▶ **Directive**:
Show every line of the items below that contains the word "handle".

— start of Input —

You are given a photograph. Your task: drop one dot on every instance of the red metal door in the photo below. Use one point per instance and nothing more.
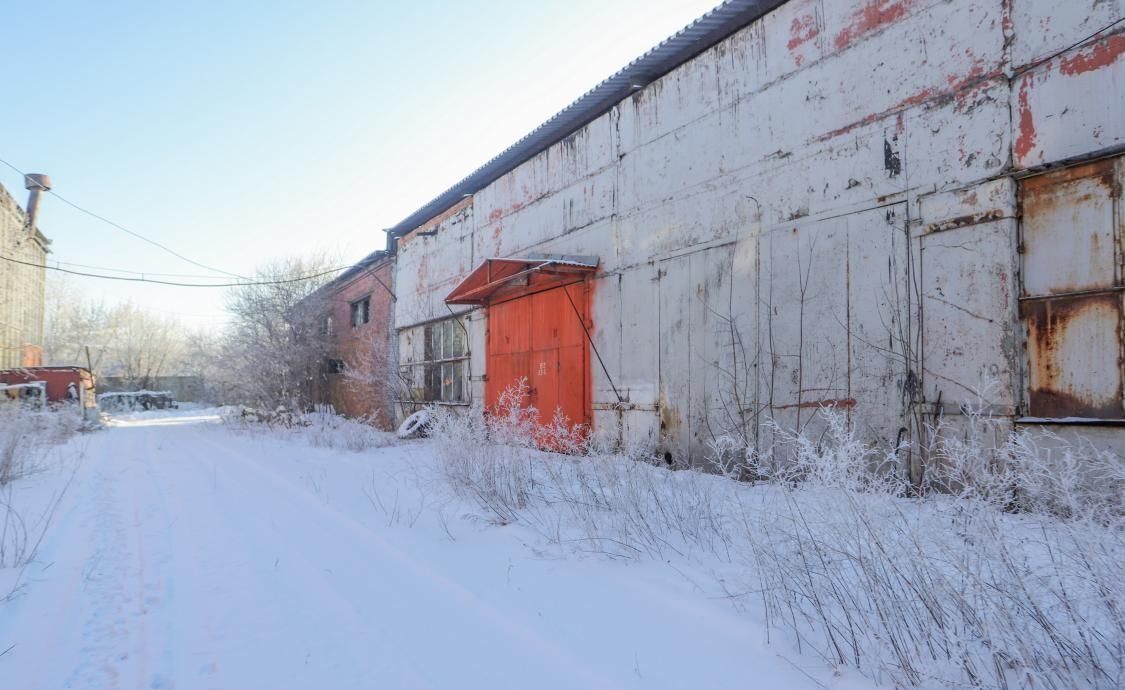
(540, 338)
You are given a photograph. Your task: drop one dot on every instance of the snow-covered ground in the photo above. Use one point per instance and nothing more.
(187, 554)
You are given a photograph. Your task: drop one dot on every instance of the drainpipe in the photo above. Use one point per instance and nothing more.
(36, 184)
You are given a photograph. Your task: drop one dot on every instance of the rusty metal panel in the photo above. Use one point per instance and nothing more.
(1071, 239)
(1076, 354)
(1070, 231)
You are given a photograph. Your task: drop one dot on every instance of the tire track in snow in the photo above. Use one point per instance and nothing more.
(416, 580)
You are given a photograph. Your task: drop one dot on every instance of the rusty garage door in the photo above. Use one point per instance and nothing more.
(1072, 299)
(538, 320)
(540, 338)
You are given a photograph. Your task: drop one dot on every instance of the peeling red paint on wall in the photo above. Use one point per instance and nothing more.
(803, 29)
(960, 86)
(1096, 56)
(1025, 136)
(874, 15)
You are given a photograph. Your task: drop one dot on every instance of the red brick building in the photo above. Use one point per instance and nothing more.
(358, 376)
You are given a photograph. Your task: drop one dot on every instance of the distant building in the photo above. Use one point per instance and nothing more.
(358, 377)
(23, 280)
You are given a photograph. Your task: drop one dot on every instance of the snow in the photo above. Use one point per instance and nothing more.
(189, 554)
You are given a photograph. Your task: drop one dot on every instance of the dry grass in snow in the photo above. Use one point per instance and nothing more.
(1011, 576)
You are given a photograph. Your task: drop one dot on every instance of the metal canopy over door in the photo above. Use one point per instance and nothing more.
(1073, 293)
(538, 319)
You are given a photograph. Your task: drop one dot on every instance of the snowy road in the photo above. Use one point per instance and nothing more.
(187, 555)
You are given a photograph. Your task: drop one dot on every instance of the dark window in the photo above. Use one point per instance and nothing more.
(440, 377)
(361, 312)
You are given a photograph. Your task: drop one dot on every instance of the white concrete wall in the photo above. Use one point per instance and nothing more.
(818, 208)
(21, 287)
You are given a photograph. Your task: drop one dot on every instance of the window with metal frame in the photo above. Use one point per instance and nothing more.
(361, 312)
(441, 375)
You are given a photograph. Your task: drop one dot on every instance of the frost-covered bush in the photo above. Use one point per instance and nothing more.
(26, 433)
(1006, 571)
(1011, 576)
(329, 430)
(27, 439)
(322, 428)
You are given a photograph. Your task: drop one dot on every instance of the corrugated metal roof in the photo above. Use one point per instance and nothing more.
(671, 53)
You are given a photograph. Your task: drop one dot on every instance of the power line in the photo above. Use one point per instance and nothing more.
(248, 283)
(135, 272)
(127, 231)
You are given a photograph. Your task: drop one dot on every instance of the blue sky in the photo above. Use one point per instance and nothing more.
(241, 132)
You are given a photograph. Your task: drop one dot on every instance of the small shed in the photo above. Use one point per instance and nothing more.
(62, 383)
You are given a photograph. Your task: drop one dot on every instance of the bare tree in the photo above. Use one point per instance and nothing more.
(276, 343)
(123, 340)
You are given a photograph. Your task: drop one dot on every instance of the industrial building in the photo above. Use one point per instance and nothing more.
(354, 313)
(903, 209)
(23, 279)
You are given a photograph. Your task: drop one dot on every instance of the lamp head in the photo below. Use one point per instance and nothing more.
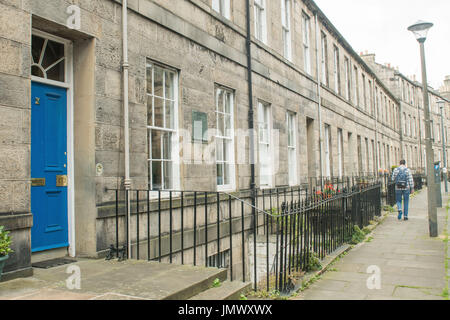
(420, 30)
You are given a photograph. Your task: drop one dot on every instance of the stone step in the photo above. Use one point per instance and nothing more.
(228, 290)
(113, 280)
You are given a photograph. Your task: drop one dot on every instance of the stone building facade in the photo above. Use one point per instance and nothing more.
(320, 109)
(409, 92)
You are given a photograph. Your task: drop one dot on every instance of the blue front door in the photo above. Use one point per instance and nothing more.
(48, 167)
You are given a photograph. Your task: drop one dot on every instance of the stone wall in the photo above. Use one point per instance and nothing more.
(15, 121)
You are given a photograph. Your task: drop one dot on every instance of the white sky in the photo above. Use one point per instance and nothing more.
(380, 27)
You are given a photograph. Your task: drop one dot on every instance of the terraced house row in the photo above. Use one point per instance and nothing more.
(207, 95)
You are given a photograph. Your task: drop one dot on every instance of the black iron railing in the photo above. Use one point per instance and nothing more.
(268, 244)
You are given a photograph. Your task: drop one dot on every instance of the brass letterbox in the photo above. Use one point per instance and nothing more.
(37, 182)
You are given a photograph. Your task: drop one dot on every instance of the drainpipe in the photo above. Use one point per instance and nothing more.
(250, 103)
(125, 66)
(248, 43)
(377, 148)
(319, 109)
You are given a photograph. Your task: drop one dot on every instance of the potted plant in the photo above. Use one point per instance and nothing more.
(5, 243)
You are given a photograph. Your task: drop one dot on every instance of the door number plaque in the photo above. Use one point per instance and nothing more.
(61, 180)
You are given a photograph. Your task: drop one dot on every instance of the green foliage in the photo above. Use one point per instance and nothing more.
(313, 262)
(357, 236)
(274, 211)
(445, 293)
(264, 294)
(5, 242)
(216, 283)
(366, 230)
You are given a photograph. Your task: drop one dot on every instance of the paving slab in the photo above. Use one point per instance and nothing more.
(113, 280)
(411, 264)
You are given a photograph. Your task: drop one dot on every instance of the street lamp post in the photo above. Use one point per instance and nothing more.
(441, 104)
(420, 30)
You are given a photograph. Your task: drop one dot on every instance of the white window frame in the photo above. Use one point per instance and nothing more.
(327, 150)
(356, 85)
(291, 119)
(286, 28)
(324, 56)
(231, 186)
(175, 183)
(306, 36)
(260, 20)
(347, 77)
(222, 7)
(340, 139)
(265, 124)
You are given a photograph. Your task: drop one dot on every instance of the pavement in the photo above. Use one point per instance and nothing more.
(89, 279)
(400, 261)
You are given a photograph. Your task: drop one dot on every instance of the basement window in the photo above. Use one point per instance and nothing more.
(219, 260)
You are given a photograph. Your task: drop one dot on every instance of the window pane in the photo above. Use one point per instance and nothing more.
(226, 152)
(156, 144)
(169, 114)
(57, 72)
(167, 145)
(36, 71)
(36, 48)
(149, 79)
(220, 100)
(219, 149)
(228, 127)
(220, 174)
(167, 174)
(228, 102)
(220, 124)
(159, 112)
(169, 83)
(226, 173)
(158, 81)
(53, 52)
(156, 175)
(149, 110)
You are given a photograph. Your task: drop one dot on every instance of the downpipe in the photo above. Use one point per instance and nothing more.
(125, 67)
(319, 98)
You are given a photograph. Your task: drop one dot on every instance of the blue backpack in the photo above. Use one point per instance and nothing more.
(401, 181)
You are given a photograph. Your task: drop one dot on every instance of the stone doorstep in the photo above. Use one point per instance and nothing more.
(96, 284)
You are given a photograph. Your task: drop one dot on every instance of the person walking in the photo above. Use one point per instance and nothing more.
(404, 185)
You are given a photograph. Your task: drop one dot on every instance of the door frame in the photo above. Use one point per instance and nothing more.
(68, 84)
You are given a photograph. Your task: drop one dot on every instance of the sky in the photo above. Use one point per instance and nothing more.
(380, 27)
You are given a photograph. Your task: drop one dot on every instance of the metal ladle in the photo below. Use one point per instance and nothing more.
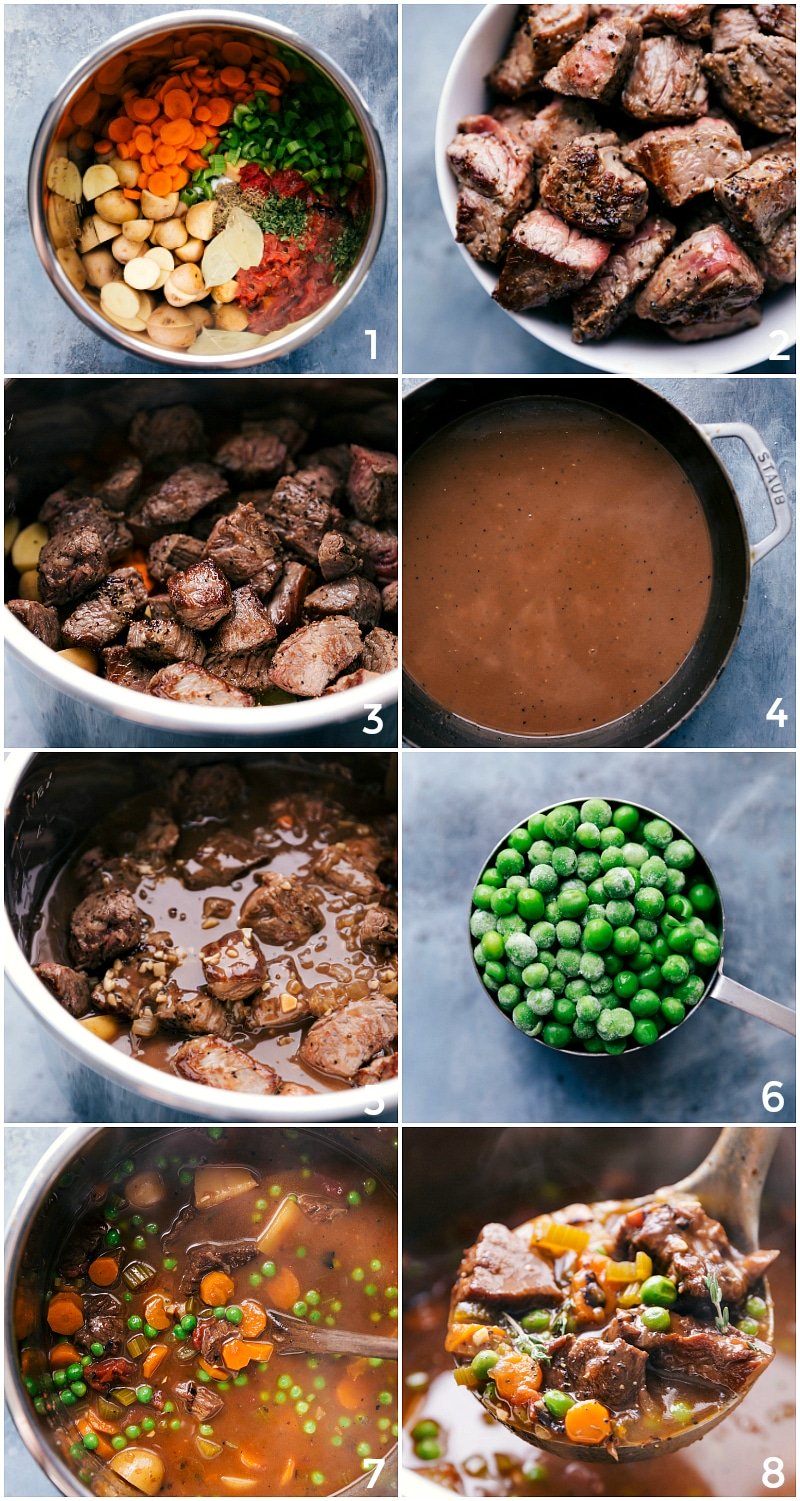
(728, 1183)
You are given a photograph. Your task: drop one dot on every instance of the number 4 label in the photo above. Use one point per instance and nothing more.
(778, 715)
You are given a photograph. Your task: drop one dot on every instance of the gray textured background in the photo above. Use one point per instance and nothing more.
(464, 1060)
(451, 324)
(42, 44)
(763, 664)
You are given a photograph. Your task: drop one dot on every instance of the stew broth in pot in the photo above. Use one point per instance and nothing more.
(557, 566)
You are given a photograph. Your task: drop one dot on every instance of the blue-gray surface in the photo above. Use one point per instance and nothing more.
(42, 44)
(763, 664)
(23, 1150)
(464, 1060)
(449, 323)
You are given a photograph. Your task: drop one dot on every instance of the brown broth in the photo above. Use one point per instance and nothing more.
(557, 566)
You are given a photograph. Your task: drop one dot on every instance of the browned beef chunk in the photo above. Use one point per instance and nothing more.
(102, 926)
(344, 1040)
(706, 276)
(243, 544)
(667, 81)
(68, 986)
(200, 595)
(542, 36)
(683, 161)
(378, 928)
(168, 436)
(71, 563)
(312, 656)
(180, 497)
(500, 1269)
(281, 911)
(608, 299)
(608, 1371)
(171, 554)
(761, 195)
(589, 186)
(120, 487)
(221, 1066)
(101, 617)
(41, 620)
(547, 260)
(194, 685)
(596, 66)
(380, 650)
(233, 965)
(164, 640)
(219, 859)
(757, 81)
(698, 1353)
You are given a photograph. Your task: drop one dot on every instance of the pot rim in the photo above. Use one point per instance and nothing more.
(182, 359)
(575, 739)
(152, 1084)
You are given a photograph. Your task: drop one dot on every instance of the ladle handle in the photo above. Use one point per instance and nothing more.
(745, 1000)
(770, 479)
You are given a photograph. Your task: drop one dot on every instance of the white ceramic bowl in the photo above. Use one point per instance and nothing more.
(638, 348)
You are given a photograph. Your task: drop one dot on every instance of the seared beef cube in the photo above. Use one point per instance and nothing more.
(378, 928)
(179, 497)
(502, 1269)
(200, 595)
(248, 625)
(596, 66)
(104, 614)
(758, 198)
(173, 554)
(348, 596)
(607, 302)
(233, 965)
(162, 640)
(339, 556)
(547, 260)
(122, 667)
(682, 161)
(667, 81)
(221, 1066)
(168, 436)
(607, 1371)
(372, 485)
(589, 186)
(706, 276)
(312, 656)
(698, 1353)
(194, 685)
(68, 986)
(757, 81)
(281, 911)
(221, 859)
(71, 563)
(41, 620)
(102, 926)
(344, 1040)
(380, 650)
(542, 36)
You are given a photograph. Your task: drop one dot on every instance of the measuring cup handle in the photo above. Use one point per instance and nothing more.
(745, 1000)
(770, 479)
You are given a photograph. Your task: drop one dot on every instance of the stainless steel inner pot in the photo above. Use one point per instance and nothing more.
(143, 47)
(53, 422)
(51, 800)
(719, 986)
(38, 1225)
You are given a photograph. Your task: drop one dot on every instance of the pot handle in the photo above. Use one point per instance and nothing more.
(770, 478)
(745, 1000)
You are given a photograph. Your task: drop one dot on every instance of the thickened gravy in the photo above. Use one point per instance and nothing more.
(557, 566)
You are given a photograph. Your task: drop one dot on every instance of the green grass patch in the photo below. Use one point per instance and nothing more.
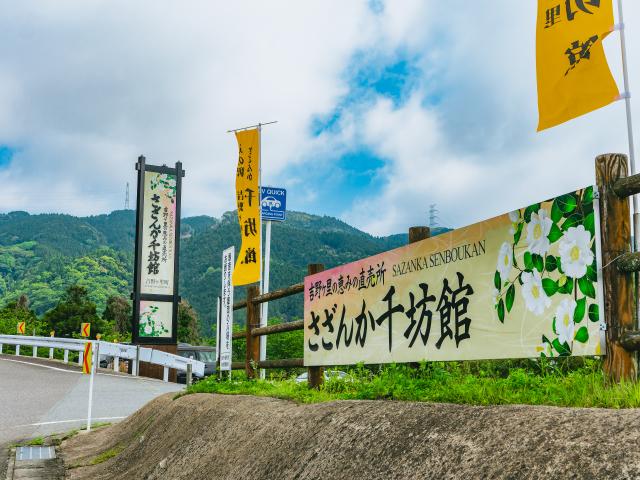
(572, 382)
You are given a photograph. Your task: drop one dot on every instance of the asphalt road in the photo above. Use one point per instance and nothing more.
(40, 400)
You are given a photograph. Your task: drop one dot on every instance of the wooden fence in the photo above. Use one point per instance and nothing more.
(619, 267)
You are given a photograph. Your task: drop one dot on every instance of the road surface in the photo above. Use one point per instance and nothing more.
(39, 400)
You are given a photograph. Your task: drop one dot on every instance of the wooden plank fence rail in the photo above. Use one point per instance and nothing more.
(253, 331)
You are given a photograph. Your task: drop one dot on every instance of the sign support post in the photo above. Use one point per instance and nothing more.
(264, 318)
(156, 267)
(94, 358)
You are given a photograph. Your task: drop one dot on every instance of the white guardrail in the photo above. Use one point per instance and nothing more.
(115, 350)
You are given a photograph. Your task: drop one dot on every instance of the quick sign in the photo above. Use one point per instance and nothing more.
(274, 203)
(524, 284)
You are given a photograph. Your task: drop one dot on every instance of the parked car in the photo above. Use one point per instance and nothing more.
(328, 375)
(204, 353)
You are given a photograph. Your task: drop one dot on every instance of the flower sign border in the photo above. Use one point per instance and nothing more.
(553, 253)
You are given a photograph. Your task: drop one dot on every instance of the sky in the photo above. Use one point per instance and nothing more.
(383, 107)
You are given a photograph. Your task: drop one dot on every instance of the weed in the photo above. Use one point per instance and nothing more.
(570, 383)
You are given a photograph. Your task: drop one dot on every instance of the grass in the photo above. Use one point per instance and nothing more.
(571, 382)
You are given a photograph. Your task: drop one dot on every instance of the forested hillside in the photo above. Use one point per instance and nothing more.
(42, 255)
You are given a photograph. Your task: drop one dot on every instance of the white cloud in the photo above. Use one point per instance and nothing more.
(85, 87)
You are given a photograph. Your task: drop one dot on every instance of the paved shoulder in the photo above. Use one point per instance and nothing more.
(40, 400)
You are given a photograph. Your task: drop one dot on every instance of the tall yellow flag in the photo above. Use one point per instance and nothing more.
(247, 268)
(573, 75)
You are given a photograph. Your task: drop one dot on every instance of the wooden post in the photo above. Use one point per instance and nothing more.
(315, 375)
(615, 230)
(415, 235)
(253, 321)
(418, 233)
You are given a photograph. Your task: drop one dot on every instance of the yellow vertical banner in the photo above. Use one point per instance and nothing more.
(572, 70)
(247, 268)
(87, 360)
(85, 330)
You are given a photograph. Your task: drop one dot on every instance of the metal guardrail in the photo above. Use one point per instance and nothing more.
(116, 350)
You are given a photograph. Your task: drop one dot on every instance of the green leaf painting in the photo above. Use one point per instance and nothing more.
(550, 269)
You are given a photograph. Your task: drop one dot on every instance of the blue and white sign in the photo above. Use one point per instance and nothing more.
(274, 203)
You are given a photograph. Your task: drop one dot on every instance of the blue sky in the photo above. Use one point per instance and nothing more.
(382, 109)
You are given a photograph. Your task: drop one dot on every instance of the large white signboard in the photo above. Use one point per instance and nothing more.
(226, 317)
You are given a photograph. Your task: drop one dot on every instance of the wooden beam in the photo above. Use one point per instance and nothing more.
(630, 340)
(628, 262)
(627, 186)
(615, 230)
(282, 363)
(276, 294)
(239, 305)
(315, 375)
(279, 328)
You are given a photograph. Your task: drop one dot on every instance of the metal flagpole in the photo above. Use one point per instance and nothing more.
(265, 306)
(262, 337)
(263, 288)
(632, 159)
(94, 356)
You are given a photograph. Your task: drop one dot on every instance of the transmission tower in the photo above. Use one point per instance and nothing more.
(433, 215)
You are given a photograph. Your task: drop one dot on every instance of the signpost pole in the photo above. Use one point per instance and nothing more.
(265, 305)
(94, 355)
(218, 320)
(632, 156)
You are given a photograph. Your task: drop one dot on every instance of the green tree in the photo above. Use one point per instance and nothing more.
(188, 324)
(71, 311)
(118, 313)
(18, 311)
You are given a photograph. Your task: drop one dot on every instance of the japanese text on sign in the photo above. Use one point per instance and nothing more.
(495, 289)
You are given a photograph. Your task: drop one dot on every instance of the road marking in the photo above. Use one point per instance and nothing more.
(40, 365)
(65, 421)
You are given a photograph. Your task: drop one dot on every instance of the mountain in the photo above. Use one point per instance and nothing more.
(41, 255)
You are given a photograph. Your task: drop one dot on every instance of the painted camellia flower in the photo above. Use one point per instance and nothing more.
(537, 230)
(575, 251)
(505, 261)
(514, 217)
(564, 320)
(535, 298)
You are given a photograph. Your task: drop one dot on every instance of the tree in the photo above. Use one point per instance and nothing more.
(71, 311)
(188, 324)
(118, 313)
(15, 312)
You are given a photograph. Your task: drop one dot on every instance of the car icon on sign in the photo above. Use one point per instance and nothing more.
(270, 203)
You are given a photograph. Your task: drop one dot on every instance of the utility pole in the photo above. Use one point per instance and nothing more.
(433, 215)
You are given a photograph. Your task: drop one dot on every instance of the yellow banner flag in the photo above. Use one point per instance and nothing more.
(247, 268)
(87, 360)
(573, 75)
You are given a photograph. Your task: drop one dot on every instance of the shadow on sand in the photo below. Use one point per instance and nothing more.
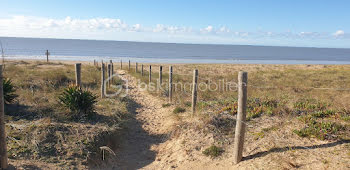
(135, 149)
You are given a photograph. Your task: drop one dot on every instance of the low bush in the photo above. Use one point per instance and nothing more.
(179, 110)
(320, 130)
(9, 91)
(213, 151)
(79, 102)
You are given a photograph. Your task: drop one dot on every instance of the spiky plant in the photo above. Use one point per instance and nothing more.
(80, 102)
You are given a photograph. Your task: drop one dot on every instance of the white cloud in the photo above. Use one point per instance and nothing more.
(207, 29)
(339, 33)
(116, 29)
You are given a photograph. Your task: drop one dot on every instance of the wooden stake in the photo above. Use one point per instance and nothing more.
(170, 84)
(78, 74)
(109, 74)
(241, 116)
(150, 74)
(194, 90)
(141, 69)
(3, 148)
(102, 80)
(112, 71)
(47, 55)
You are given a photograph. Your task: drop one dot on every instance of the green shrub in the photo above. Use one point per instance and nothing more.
(320, 130)
(79, 102)
(213, 151)
(9, 91)
(179, 110)
(166, 105)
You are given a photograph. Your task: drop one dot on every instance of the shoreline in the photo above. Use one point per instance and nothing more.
(64, 59)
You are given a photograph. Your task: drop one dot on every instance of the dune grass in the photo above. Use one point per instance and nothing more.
(40, 128)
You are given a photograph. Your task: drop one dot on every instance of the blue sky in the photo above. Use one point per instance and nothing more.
(315, 23)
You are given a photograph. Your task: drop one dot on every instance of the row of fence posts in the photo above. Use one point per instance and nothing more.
(241, 113)
(242, 103)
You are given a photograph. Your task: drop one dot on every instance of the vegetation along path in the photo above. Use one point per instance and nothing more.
(147, 129)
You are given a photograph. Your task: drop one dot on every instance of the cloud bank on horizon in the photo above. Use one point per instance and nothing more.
(116, 29)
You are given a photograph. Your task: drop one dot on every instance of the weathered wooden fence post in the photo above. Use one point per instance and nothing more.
(47, 55)
(141, 69)
(109, 74)
(3, 148)
(102, 80)
(112, 70)
(241, 116)
(170, 84)
(78, 74)
(150, 74)
(160, 75)
(194, 90)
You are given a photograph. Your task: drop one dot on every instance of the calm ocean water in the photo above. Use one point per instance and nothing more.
(87, 50)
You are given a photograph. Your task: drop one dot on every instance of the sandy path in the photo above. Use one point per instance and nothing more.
(146, 131)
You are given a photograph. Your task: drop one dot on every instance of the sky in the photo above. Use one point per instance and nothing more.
(305, 23)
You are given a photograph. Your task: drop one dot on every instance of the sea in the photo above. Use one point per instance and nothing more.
(150, 52)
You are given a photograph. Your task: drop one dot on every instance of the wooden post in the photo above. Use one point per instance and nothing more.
(103, 80)
(194, 90)
(141, 69)
(241, 116)
(112, 70)
(47, 55)
(170, 84)
(78, 74)
(150, 74)
(109, 74)
(160, 75)
(3, 148)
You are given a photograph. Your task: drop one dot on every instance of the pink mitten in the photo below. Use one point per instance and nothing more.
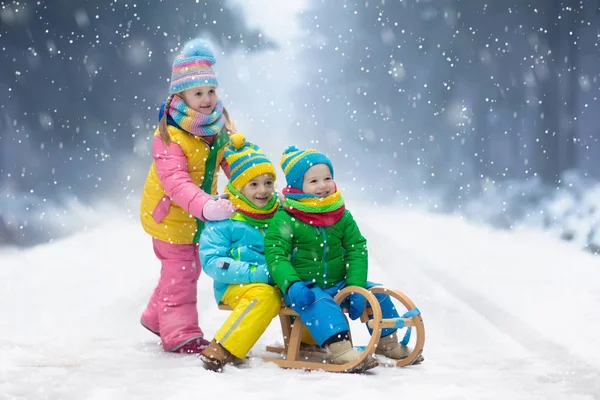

— end of Input —

▶ **Correct output**:
You are given a photograph. Your task: drop one dot on every instance of the ladle handle in the photo above. Use one point per instance and nothing more.
You are given a photograph. Your task: drop one dot on every instance of the measuring cup handle in the photo above. Use one point per instance and nothing more.
You are given a photograph. Your task: drop one dot on every instance of the pot handle in the photo above. Use one point per instance and nothing more.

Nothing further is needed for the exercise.